> _Task requirements_:
Convert only the portion of the listing from the line containing "shaped like [903,99]." up to and including the final line of the listing into a Markdown table with the columns Row and Line. Give each line its row number, and omit any blank lines.

--- start of Supplied records ---

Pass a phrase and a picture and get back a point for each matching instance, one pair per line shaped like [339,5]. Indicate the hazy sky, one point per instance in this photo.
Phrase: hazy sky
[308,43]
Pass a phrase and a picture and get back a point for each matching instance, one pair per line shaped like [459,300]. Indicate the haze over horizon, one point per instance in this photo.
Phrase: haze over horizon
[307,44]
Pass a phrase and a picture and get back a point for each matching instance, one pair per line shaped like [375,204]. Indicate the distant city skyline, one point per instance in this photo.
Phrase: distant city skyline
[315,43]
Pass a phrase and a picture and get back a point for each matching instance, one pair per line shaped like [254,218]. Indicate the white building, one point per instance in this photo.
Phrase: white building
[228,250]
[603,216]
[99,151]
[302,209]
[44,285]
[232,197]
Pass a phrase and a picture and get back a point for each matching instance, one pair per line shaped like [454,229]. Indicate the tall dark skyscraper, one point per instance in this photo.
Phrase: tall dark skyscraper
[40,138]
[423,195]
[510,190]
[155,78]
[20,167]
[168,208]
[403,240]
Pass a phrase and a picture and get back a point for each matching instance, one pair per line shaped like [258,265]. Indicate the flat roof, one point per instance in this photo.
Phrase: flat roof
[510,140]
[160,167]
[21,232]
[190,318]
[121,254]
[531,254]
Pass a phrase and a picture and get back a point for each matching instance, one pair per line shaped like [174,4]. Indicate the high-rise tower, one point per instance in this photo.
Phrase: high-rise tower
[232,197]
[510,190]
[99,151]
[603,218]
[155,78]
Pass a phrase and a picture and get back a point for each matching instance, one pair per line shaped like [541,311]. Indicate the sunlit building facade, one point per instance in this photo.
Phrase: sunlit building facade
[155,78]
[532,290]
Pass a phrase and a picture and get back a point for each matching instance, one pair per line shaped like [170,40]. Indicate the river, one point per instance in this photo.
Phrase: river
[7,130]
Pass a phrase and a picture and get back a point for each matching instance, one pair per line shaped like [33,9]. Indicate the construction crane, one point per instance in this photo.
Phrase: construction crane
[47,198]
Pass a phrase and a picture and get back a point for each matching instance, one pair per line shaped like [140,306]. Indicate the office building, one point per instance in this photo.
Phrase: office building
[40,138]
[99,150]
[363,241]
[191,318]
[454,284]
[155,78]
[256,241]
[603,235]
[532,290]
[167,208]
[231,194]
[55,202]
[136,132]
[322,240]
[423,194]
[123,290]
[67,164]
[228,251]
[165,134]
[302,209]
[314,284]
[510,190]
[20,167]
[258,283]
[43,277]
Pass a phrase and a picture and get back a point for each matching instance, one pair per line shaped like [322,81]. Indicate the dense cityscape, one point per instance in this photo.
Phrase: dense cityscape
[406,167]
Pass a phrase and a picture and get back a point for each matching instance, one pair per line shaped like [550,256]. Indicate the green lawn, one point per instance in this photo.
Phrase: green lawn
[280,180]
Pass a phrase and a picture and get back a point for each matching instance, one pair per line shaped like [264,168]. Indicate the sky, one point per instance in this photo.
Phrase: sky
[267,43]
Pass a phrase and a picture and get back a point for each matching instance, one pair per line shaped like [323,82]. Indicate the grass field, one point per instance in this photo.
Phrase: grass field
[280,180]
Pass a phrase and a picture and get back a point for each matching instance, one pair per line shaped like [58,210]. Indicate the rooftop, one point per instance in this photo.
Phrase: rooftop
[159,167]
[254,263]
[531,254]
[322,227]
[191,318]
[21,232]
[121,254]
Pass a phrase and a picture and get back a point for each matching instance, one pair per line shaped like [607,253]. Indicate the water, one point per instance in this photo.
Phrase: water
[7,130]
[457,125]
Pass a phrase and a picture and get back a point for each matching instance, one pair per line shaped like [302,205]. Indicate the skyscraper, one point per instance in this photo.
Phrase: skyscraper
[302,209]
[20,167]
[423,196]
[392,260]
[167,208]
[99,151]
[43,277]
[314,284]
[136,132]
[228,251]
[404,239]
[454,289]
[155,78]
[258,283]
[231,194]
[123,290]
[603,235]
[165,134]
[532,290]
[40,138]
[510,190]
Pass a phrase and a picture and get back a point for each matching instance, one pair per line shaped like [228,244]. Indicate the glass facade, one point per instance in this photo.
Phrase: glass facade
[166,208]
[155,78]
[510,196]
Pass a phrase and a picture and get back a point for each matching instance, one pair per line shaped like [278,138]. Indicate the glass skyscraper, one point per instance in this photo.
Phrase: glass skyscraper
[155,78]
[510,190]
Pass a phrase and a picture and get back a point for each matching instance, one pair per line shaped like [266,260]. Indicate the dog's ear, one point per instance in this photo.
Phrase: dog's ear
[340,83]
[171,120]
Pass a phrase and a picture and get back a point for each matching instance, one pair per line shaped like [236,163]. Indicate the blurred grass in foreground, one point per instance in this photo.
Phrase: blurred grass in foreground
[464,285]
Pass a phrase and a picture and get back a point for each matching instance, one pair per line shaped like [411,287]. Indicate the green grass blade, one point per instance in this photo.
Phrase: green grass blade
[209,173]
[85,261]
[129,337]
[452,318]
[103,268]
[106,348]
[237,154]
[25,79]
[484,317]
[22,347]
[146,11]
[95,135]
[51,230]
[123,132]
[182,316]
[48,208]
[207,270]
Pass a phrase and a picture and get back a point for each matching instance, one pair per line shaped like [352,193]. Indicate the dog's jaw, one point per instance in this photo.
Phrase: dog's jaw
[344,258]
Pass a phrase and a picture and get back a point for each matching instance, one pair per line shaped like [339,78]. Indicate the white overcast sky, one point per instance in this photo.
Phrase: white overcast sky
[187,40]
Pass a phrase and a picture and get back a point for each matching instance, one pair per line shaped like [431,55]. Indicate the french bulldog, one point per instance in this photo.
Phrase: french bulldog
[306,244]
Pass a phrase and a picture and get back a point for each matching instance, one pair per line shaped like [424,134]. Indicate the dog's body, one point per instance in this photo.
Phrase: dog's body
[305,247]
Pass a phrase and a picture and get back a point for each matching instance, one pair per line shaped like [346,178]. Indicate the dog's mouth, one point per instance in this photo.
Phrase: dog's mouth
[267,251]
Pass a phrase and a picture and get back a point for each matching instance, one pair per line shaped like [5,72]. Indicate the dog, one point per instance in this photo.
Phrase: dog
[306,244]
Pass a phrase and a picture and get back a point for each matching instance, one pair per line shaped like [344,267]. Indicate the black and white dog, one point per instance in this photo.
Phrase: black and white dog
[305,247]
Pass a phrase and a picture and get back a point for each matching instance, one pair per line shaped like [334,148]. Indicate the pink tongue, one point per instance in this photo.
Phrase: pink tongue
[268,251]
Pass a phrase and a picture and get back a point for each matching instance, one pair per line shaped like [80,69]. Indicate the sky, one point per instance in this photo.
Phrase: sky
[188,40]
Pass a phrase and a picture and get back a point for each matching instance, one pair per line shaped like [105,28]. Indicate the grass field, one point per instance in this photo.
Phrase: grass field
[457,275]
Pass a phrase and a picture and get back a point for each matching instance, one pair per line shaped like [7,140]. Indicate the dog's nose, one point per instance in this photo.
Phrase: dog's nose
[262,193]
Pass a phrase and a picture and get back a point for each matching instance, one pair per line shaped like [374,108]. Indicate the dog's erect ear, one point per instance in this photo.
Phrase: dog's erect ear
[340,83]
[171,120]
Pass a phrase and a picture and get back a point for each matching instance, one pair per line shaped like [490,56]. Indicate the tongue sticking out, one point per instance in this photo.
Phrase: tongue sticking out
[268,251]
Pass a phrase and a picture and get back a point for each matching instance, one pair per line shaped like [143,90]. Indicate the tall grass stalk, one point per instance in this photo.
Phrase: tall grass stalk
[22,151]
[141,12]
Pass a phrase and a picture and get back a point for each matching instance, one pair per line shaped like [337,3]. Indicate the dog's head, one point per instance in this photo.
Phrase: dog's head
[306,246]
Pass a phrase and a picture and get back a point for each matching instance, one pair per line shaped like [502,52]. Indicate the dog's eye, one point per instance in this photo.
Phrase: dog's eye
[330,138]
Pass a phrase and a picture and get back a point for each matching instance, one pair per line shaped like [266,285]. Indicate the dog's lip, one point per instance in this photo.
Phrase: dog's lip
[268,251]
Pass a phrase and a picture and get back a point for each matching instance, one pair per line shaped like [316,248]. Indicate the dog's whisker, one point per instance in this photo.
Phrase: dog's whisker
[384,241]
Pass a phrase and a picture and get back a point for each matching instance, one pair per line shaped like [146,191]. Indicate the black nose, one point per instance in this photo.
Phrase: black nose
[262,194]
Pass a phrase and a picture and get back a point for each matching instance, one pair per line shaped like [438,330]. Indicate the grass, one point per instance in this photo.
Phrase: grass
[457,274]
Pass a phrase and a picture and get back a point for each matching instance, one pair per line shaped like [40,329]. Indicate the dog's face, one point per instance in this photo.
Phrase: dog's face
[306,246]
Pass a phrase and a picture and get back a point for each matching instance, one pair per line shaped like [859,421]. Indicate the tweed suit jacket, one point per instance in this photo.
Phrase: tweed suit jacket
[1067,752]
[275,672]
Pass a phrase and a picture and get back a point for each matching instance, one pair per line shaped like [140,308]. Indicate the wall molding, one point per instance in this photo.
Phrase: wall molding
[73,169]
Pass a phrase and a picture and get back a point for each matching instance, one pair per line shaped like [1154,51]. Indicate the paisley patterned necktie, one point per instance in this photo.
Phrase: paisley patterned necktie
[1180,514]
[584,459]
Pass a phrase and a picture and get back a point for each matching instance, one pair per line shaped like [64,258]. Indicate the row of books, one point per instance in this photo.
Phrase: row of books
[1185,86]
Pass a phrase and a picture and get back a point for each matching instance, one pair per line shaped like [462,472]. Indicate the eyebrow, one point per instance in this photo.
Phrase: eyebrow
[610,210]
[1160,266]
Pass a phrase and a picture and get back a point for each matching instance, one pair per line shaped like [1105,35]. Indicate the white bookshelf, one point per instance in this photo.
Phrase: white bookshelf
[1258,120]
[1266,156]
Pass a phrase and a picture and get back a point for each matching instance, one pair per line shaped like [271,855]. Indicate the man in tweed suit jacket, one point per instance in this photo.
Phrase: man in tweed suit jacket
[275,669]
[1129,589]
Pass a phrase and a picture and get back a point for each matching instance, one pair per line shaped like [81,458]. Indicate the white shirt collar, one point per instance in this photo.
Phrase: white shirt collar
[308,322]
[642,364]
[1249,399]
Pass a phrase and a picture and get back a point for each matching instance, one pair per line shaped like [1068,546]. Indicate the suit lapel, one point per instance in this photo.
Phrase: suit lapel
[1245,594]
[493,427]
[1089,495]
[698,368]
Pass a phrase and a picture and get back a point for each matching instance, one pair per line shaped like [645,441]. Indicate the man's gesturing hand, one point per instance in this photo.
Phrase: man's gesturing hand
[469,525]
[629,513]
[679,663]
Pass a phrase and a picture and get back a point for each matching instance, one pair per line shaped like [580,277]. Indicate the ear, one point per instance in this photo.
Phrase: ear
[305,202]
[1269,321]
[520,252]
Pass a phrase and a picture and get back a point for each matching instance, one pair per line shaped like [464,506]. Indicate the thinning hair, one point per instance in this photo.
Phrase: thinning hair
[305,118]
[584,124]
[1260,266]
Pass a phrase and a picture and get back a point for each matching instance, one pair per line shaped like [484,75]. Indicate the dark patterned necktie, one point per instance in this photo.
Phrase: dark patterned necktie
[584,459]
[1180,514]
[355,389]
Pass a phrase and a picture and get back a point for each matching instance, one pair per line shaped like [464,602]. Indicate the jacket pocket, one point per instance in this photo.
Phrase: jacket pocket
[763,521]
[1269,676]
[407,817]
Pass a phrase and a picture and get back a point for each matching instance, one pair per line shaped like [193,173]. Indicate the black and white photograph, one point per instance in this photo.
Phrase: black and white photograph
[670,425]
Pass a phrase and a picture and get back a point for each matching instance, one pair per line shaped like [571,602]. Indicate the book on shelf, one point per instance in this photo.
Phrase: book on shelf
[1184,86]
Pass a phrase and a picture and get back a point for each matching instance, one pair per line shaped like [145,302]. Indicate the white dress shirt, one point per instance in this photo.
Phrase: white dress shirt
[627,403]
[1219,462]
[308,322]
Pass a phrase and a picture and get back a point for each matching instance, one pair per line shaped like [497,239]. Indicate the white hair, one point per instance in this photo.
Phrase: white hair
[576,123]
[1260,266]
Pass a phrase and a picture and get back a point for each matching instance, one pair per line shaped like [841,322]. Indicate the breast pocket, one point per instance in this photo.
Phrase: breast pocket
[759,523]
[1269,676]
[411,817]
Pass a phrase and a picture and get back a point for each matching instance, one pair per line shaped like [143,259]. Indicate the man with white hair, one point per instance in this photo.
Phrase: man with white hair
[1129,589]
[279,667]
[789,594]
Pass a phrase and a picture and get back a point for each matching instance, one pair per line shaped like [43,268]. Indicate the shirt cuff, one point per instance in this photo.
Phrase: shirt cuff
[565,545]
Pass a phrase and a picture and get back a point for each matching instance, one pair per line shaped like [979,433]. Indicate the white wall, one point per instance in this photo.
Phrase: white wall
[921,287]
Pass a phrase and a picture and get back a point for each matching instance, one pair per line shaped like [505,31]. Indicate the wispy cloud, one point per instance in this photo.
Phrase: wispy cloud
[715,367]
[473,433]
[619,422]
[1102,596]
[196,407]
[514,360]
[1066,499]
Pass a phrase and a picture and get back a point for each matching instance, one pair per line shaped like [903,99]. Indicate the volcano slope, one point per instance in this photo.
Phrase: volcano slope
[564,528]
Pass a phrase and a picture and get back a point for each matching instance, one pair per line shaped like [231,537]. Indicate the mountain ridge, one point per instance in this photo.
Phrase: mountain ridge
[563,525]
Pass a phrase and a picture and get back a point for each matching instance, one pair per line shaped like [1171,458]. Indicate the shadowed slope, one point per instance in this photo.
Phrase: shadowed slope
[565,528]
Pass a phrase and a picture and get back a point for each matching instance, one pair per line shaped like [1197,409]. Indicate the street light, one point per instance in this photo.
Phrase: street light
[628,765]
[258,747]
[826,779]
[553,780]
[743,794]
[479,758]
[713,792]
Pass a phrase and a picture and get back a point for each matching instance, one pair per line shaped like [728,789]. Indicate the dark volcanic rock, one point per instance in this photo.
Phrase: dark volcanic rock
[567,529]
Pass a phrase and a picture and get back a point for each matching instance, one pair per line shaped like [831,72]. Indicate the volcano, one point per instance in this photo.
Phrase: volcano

--- end of Supplied records ---

> _Task result_:
| Row | Line |
|---|---|
| 1 | Pass a phrase and a picture and get back a point for each matching instance, one pair per line shaped like [903,99]. Indicate the volcano slope, one point per instance in this photo. |
| 2 | Phrase: volcano slope |
| 3 | [564,528] |
| 4 | Pass a phrase and a picture and get back a point for each matching instance, one pair per line shaped like [231,537]. Indicate the mountain ridge, one point per instance in this photo. |
| 5 | Phrase: mountain ridge |
| 6 | [563,525] |
| 7 | Pass a phrase and a picture and get back a point for each matching instance, one pair per line shaped like [1171,458]. Indicate the shadowed slope, one point per instance in this photo. |
| 8 | Phrase: shadowed slope |
| 9 | [565,528] |
| 10 | Pass a phrase and a picture and get back a point for each matching instance, one pair per line shaped like [1197,409]. Indicate the street light, one point per instance in this photo. |
| 11 | Phrase: street light |
| 12 | [628,765] |
| 13 | [258,747] |
| 14 | [826,779] |
| 15 | [553,780] |
| 16 | [743,794] |
| 17 | [479,758] |
| 18 | [713,792] |
| 19 | Pass a phrase and a picture and get back a point for each matching instance, one pair per line shaped like [728,789]. Indicate the dark volcanic rock, one point per instance in this photo. |
| 20 | Phrase: dark volcanic rock |
| 21 | [567,529] |
| 22 | Pass a phrase and a picture and get back a point for each matching instance, one pair per line shaped like [831,72]. Indicate the volcano, one point per instance in this photo. |
| 23 | Phrase: volcano |